_Given text_
"""

By Steve Agbota [email protected]
Nigeria does not need policies that hamper its economy, but ones that can encourage trade facilitation.
Unfortunately several unfavourable government policies are rather pushing the nation’s maritime sector to collapse.
Everything is going down in the ports while neigbouring ports like Ghana, Cotonou and Togo are taking advantage of Nigeria’s shortcomings to build their ports for inbound cargoes.
These were the words of Chairman of Association of Registered Freight Forwarders of Nigeria (AREFFN) PTML chapter, Emmanuel Ohambele.
In this interview with Daily Sun, Ohambele discussed several issues affecting the maritime sector. He also lamented drastic reduction in importation into Nigerian ports, saying importation into some of the nation’s ports and western zone ports have gone down to below 50 per cent in recent.
He said something must be done to address the challenges facing the port before it collapse completely.
Current happenings in maritime sector
Maritime sector has really evolved overtime. What the sector used to be before, is no longer what it is now. If you observe, Nigeria Customs Service was established between 1958 to 1959 and that was when maritime associations started.
Recently, due to development in the industry, government now deemed fit to have a body that regulates the industry, because it is a professional industry and that is why council regulating freight forwarding in Nigeria, known as CRFFN in short form, was established to regulate the activities of freight forwarders.
The Council was established in 2007 under an Act. The Council is under ministry of transport and is being managed by the ministry. The governing body is made of some members of the ministry and some members from the freight forwarding industry . Yes, we are moving, things are changing day by day and policies are coming up regularly from the government and that made the industry to change. Sometime, last year December , Nigerian Customs presented a bill to the National Assembly to repeal the current Customs Excise and Management Act (CEMA), that is bill the that was passed to the president recently. President looked at bill and pinpoint some loopholes even we when we had a meeting with the lawmakers and they presented the bill, we look at it holistically and pinpoint some certain loopholes. There are some obnoxious laws in that bill that will hamper trade facilitation in the industry, which will not augur well with the citizen of Nigeria. I was there at the house of representatives last year December to look at the bill , there we discovered that there are somethings they did’nt factor in before the bill was passed to the government. If the bill is being factored in a way that will create trade facilitation, it will thrive and for the betterment of Nigeria. We are not rejecting the bill, but we are saying let it be done the way it supposed to be done. They shouldn’t let the bill be a one-sided bill. They should allow the bill to work for trade facilitation in Nigerian. And the bill shouldn’t allow to empower Customs alone. The bill should have a restriction to Customs.

"""

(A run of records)

"""

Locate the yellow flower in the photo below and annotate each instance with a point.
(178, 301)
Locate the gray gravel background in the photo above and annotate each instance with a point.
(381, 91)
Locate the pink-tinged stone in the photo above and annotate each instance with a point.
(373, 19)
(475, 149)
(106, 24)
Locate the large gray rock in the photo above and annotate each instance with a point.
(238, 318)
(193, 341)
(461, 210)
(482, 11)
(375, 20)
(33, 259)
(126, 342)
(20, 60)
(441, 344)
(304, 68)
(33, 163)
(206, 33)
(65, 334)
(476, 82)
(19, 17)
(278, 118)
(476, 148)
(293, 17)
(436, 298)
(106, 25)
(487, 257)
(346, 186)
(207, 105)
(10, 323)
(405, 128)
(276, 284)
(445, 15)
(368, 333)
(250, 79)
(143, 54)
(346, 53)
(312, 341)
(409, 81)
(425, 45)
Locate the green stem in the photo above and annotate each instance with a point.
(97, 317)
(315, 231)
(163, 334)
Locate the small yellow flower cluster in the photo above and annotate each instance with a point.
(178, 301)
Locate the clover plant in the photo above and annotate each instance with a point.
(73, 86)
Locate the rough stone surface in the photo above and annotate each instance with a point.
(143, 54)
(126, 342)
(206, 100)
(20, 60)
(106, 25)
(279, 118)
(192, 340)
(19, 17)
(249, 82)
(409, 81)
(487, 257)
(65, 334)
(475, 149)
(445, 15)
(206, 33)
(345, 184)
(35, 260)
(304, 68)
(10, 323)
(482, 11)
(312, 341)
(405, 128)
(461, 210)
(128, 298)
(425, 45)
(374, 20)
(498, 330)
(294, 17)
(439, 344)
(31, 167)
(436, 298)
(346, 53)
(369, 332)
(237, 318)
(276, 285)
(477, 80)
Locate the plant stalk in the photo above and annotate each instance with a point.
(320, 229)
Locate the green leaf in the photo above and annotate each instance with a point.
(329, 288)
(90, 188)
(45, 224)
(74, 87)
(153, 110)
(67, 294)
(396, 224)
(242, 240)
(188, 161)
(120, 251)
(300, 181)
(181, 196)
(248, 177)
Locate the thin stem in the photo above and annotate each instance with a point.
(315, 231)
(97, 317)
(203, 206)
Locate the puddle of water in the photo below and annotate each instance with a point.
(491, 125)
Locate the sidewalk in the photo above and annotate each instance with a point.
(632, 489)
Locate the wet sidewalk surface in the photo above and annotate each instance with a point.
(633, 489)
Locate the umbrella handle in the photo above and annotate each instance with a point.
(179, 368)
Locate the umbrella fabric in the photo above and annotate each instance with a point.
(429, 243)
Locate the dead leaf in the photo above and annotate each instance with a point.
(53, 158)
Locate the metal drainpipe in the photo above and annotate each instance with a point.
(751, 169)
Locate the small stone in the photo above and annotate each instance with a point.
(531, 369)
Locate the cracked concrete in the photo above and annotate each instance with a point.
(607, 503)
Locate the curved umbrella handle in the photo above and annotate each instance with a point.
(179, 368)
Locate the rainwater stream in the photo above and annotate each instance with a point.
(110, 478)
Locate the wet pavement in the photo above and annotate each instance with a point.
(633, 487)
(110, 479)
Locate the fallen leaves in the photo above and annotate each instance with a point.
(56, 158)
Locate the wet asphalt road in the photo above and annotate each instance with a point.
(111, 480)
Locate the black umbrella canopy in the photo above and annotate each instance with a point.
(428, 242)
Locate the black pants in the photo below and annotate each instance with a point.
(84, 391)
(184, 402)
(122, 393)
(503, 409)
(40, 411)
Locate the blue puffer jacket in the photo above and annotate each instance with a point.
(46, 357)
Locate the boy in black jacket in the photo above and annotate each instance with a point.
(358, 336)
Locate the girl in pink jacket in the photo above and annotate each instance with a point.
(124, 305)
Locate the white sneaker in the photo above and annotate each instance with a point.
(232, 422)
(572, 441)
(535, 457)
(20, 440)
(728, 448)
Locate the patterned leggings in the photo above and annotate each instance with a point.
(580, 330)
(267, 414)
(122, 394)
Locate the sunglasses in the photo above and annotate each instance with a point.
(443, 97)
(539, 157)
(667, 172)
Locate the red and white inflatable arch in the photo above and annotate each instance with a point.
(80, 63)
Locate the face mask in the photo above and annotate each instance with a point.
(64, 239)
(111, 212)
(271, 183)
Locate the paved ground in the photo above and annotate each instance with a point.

"""

_Stated task 1_
Answer these from the interview on Nigeria's maritime sector:
(a) Which chapter of the Association of Registered Freight Forwarders of Nigeria does Emmanuel Ohambele chair?
(b) In what year was the council regulating freight forwarding in Nigeria established?
(c) Which act did the bill that Nigerian Customs presented to the National Assembly seek to repeal?
_Stated task 2_
Carry on the interview about Nigeria's maritime sector, starting right after its last sentence.

_Task result 1_
(a) The PTML chapter.
(b) 2007.
(c) The Customs Excise and Management Act (CEMA).

_Task result 2_
Use of scanners at Lagos Ports
I want to thank you for your last publication. The Sun Newspaper has been doing a very good job, I must commend that. You people have been at the frontline of looking into the problems of this industry. I saw the publication last month and I was very impressed. That your publication has made a very good impact because today, Apapa and Tin Can Ports have started using scanners. Yes, it may not be perfect for now, and let’s assume that this may be the teeting period. But as time goes on, i believe Customs will perfect the use of the scanners. We have to thank God, at least, they have hearken to the voice of the masses, the importers and the agents because scanners have been used all over the world for cargo examination. The use of scanner is just like a policy because it promotes the ease of doing business. The job the scanner will do cannot be equate with a job a physical examination officer can do. Within one hour, a scanner will scan so many cargoes but physical examination can take the whole day with so many avalanche of agencies coming to examine the container but a single scanner detects whatever things that is wrong. We thank God that publication has made impact by making Customs and government to listen to us. The scanner is working, let us observe it and there is nothing to complain about now. Though, there are some hiccups but at time goes on, they will improve.
Improving challenges facing maritime sector
One of the ways to improve maritime sector is through government policies. For instance, this VIN valuation caused a very big problem in the industry. Yes, we asked for VIN valuation with the hope it would be done the way it supposed to be done, as it been done in other maritime nations around the world.
I know that Customs are looking for revenue but revenue should not be gotten with a wrong policy . Go to PTML now, everything is down and most of the officers are no longer coming to work regularly because goods are not coming in. Likewise, Tin Can and other ports and agents are not left out.
Our importation basically are vehicles and the duty on each vehicle is very high, which they transcent to general market, which a common man cannot buy. The importers cannot even import. Like I said before, if this VIN valuation is not properly factored, it will create a kind of enabling environment for our neighbouring country and that is what they are capitalising on now. Most of our goods have been diverted to Cotonou and Togo and those goods will still come back to Nigeria either through smugling or approved routes, which is very wrong.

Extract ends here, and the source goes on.